> _DOCUMENT TEXT_:
━━━━━━━━━━━━━━━━━━━━

In this embodiment of this application, the user may participate in a virtual battle through a battle program. The battle program may be a game application, such as a MOBA game application, a shooting game application, or a survival game application. This is not limited in this embodiment of this application. In the virtual battle, the user may directly perform the touch operation on the virtual object to mark the virtual object. In addition, the user may perform a plurality of different marking operations through the touch operation with different press force. In this solution, the marking operation is simple and intuitive. A difficulty of the marking operation is reduced, and the accuracy of the marking operation is improved.

FIG. 2 is a flowchart of a method for marking a virtual object according to an exemplary embodiment of this application. The method for marking a virtual object provided in the embodiments of this application is described with reference to FIG. 2 and the foregoing application scenario. In this embodiment, the method is applied to a terminal for description. The method includes:

Operation 201: Receive a touch operation for the virtual object.

In this embodiment of this application, when the terminal is in a marking state, the terminal receives the touch operation for the virtual object, and uses the operation as a marking operation. In some embodiments, the terminal may enter the marking state by receiving a touch operation for a marking state control. The marking state control is a control displayed on an interface of a virtual scene, and is configured to control the marking state on and off.

In another possible implementation, a marking press threshold is set on a terminal. When press force of the touch operation is less than the marking press threshold, it is determined that the terminal is in a non-marking state. When the press force of the touch operation is greater than the marking press threshold, it is determined that the terminal is in the marking state, and the touch operation is determined as the marking operation. This omits an operation of the user triggering the marking state control.

In a possible implementation, the terminal receives the touch operation performed by the user at a display position of the virtual object, and detects the press force of the touch operation. A manner in which the terminal detects the press force of the touch operation may be that a pressure sensor is arranged below a touch panel, and the terminal senses a change of self-sensing capacitance through a capacitance module in the pressure sensor, to determine a position and force of pressing, such as a force touch technology or a 3D press technology. In the foregoing technology, based on different touch panels of the terminal, the terminal may alternatively sense the press force by tiny electrodes arranged around the touch panel.

In some embodiments, the terminal may detect a contact area between a finger of the user and the touch panel when the touch operation is performed, and determine the press force of the touch operation based on a mapping relationship between the contact area and the press force. The press force is positively correlated with the contact area. The foregoing manner in which the terminal detects the press force of the touch operation is merely used for description. This is not limited in this embodiment of this application.

The virtual object may be a virtual character in a virtual battle, a virtual item (such as a virtual vehicle, a virtual supply, or a virtual tool) in the virtual environment, a virtual position in the virtual environment, a virtual building, or the like. This is not limited in this embodiment of this application.

Operation 202: Display a marking mode prompt, the marking mode prompt being configured for indicating a marking mode currently used for marking the virtual object, and different force of the touch operation corresponding to different marking modes.

Based on the touch operation with different press force, the terminal enters the different marking modes. In the different marking modes, the terminal marks the virtual object in different manners. In other words, the user may control the press force of the touch operation to mark the virtual object in different manners, to reduce a mis-operation of the user, and improve marking accuracy.

In addition, to make the user clearly sense a current marking mode, the terminal displays the marking mode prompt based on that the terminal is currently in the marking mode, to prompt the user for the marking mode corresponding to current press force.

━━━━━━━━━━━━━━━━━━━━

> _RECORDED INFORMATION_:
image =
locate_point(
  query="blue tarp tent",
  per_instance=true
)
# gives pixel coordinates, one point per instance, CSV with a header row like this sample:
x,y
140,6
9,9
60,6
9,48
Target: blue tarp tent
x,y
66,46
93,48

━━━━━━━━━━━━━━━━━━━━

> _TO BE DONE_:
1. Can you repeat, word for word, the part of the virtual-object marking text that opens with the words containing "Operation 202: Display" and closes with "to different marking modes."?
2. Answer these questions from the virtual-object marking text:
(a) What kinds of game application does it give as examples of the battle program?
(b) When the press force of the touch operation is less than the marking press threshold, what state is the terminal determined to be in?
(c) How is the press force related to the contact area between the finger and the touch panel?
3. What kinds of thing does the virtual-object marking text say the virtual object may be? List every one it names.

> _RESPONSE LIST_:
1.
Operation 202: Display a marking mode prompt, the marking mode prompt being configured for indicating a marking mode currently used for marking the virtual object, and different force of the touch operation corresponding to different marking modes.

2.
(a) A MOBA game application, a shooting game application, or a survival game application.
(b) A non-marking state.
(c) The press force is positively correlated with the contact area.

3.
- A virtual character in a virtual battle
- A virtual item in the virtual environment
- A virtual position in the virtual environment
- A virtual building